PROBLEMS TO SOLVE
1 > In the talk abstract, what does assuming the Lagrangian phase to be hypercritical result in?
2 > Reproduce the passage of the talk abstract starting with "We will also" and going on through "with Jeremy Wall.".

DOCUMENT SEGMENT
——
Arunima BHATTACHARYA (University of North Carolina at Chapel Hill)

Hessian estimates for shrinkers, expanders, translators, and rotators of the Lagrangian Mean Curvature Flow


In this talk, we will discuss interior Hessian estimates for shrinkers, expanders, translators, and rotators of the Lagrangian mean curvature flow, and further extend this result to a broader class of Lagrangian mean curvature type equations. We assume the Lagrangian phase to be hypercritical, which results in the convexity of the potential of the initial Lagrangian submanifold. Convex solutions of the second boundary value problem for certain such equations were constructed by Brendle-Warren 2010, Huang 2015, and Wang-Huang-Bao 2023.
We will also briefly introduce the fourth-order Hamiltonian stationary equation and mention some recent results on the regularity of solutions of certain fourth-order PDEs, which are critical points of variational integrals of the Hessian of a scalar function. Examples include volume functionals on Lagrangian submanifolds. This talk is partially based on joint work with Jeremy Wall.

Anne FINO (Florida International University)
——
STORED RECORDS

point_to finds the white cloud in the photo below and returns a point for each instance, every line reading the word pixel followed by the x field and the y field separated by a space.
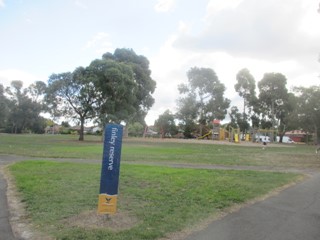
pixel 80 4
pixel 215 6
pixel 9 75
pixel 2 3
pixel 164 5
pixel 261 29
pixel 100 43
pixel 241 35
——
ANSWERS TO THE TASKS
1 > It results in the convexity of the potential of the initial Lagrangian submanifold.

2 >
We will also briefly introduce the fourth-order Hamiltonian stationary equation and mention some recent results on the regularity of solutions of certain fourth-order PDEs, which are critical points of variational integrals of the Hessian of a scalar function. Examples include volume functionals on Lagrangian submanifolds. This talk is partially based on joint work with Jeremy Wall.